— Begin Selected extract —

# First Tarpon! need weight/measure help..



## batsandowls (Jul 31, 2010)

I caught my first tarpon in POC this past weekend and I didn't get a chance to measure or weigh it as I didn't have a tape measure and wanted to get back in water ASAP... I figure you guess that have a lot of experience can help get pretty close idea of weight and measurement for a replica mount I want to do.


----------



## marc (May 21, 2004)

Congrats on the first of many to come. Fork length looks to be 50 inches...40-50 pounds


----------



## Hunter (Sep 3, 2004)

http://www.bonefishtarpontrust.org/btt-publications/tarpon-weight-calculator.html


----------



## Fishing911 (Aug 27, 2014)

My best guess is pushing 50 #. Congrats!


----------



## Mizpah (Aug 27, 2004)

Congrats! And you've got a great picture to send to the taxidermist. I'm sure they will get close with a replica and one that size will make a cool mount and be easy to hang. I have an old Brundrett skin mount of a Port A jetty Tarpon that is over 50 years old and still looks great.

— End Selected extract —

What you need to do:
a) Name every user who posted in the tarpon thread above, in the order their posts appear.
b) Please output the stretch of the tarpon thread that begins with the words "I caught my" and ends with "want to do.".

— Begin Extracted records —

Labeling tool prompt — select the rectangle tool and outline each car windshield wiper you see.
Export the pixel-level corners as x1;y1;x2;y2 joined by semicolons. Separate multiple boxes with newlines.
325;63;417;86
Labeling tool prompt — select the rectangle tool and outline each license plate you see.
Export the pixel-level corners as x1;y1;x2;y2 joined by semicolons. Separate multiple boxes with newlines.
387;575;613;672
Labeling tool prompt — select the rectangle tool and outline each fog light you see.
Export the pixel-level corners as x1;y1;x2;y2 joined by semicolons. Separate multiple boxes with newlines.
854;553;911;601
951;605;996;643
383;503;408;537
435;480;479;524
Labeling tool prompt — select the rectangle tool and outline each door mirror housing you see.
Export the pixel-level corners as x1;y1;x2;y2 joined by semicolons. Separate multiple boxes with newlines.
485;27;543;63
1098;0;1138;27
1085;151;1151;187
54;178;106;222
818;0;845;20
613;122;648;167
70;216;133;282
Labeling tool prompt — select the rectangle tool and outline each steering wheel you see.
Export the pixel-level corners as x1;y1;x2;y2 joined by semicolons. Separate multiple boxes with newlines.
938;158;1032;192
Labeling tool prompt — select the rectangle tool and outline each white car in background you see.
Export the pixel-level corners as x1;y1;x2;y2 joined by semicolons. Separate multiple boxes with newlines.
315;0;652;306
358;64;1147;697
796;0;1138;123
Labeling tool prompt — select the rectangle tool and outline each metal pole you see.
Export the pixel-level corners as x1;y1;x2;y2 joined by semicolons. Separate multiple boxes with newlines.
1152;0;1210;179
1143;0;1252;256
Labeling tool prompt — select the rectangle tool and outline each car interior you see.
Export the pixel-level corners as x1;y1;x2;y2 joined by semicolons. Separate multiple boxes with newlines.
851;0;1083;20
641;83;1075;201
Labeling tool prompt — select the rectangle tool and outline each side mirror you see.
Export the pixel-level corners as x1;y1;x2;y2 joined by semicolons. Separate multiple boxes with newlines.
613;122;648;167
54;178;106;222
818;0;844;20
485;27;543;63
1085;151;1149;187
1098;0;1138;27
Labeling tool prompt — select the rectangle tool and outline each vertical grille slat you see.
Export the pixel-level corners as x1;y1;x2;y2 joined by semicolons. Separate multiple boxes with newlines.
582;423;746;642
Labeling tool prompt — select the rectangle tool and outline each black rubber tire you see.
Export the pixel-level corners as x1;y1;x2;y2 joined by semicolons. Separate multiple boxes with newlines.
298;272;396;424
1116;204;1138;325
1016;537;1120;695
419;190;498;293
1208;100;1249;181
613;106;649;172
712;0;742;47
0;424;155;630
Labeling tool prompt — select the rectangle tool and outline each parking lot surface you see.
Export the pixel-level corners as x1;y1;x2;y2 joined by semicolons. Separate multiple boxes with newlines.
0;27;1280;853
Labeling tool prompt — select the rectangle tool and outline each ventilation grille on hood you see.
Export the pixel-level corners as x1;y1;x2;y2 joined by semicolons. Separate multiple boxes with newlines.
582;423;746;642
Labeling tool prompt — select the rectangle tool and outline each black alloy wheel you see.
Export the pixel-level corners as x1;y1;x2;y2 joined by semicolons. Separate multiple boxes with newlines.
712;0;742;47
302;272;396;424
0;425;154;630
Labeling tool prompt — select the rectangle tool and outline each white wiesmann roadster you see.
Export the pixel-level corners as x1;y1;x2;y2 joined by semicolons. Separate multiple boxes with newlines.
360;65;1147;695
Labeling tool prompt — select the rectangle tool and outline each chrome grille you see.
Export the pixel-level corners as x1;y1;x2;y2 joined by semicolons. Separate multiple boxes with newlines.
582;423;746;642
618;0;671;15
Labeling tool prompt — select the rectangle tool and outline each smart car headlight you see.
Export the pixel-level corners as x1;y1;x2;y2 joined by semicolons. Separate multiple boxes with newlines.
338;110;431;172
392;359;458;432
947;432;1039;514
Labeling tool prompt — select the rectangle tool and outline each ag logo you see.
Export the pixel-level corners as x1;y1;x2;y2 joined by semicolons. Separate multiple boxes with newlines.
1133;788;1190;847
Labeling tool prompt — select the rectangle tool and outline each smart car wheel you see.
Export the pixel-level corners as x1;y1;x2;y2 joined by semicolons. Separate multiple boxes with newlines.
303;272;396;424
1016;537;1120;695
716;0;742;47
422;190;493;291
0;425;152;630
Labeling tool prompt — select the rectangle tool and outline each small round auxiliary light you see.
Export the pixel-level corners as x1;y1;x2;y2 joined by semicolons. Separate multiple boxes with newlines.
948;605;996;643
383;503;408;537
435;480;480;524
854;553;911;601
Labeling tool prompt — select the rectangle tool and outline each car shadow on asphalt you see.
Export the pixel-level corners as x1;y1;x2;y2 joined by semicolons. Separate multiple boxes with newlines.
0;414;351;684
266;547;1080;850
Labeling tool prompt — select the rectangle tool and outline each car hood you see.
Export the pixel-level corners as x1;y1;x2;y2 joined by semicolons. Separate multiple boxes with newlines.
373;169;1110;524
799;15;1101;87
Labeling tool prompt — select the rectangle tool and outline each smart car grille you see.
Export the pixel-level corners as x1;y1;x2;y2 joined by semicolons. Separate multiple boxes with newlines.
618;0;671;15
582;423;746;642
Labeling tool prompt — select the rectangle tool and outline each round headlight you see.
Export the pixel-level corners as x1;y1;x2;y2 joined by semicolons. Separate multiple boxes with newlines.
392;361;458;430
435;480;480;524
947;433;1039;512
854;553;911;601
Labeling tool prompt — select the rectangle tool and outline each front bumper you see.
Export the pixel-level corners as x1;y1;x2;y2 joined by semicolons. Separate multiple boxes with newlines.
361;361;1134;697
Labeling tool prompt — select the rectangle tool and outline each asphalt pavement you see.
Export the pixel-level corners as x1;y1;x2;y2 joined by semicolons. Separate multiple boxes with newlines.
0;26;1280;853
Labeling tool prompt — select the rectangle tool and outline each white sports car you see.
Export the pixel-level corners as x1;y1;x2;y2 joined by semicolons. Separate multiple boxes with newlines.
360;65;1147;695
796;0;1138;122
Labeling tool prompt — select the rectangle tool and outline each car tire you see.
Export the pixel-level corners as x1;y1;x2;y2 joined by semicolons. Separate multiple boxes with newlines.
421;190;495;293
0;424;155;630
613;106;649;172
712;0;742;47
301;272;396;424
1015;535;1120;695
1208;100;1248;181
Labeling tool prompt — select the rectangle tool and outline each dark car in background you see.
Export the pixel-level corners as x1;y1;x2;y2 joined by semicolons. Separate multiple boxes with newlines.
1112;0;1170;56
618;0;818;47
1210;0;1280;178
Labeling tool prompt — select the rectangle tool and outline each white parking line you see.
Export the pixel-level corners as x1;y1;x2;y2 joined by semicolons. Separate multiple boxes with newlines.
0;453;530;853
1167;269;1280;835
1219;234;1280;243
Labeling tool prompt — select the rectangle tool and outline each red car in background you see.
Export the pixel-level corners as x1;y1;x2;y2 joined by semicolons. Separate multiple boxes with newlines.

— End Extracted records —

Solutions per task:
a)
batsandowls
marc
Hunter
Fishing911
Mizpah

b)
I caught my first tarpon in POC this past weekend and I didn't get a chance to measure or weigh it as I didn't have a tape measure and wanted to get back in water ASAP... I figure you guess that have a lot of experience can help get pretty close idea of weight and measurement for a replica mount I want to do.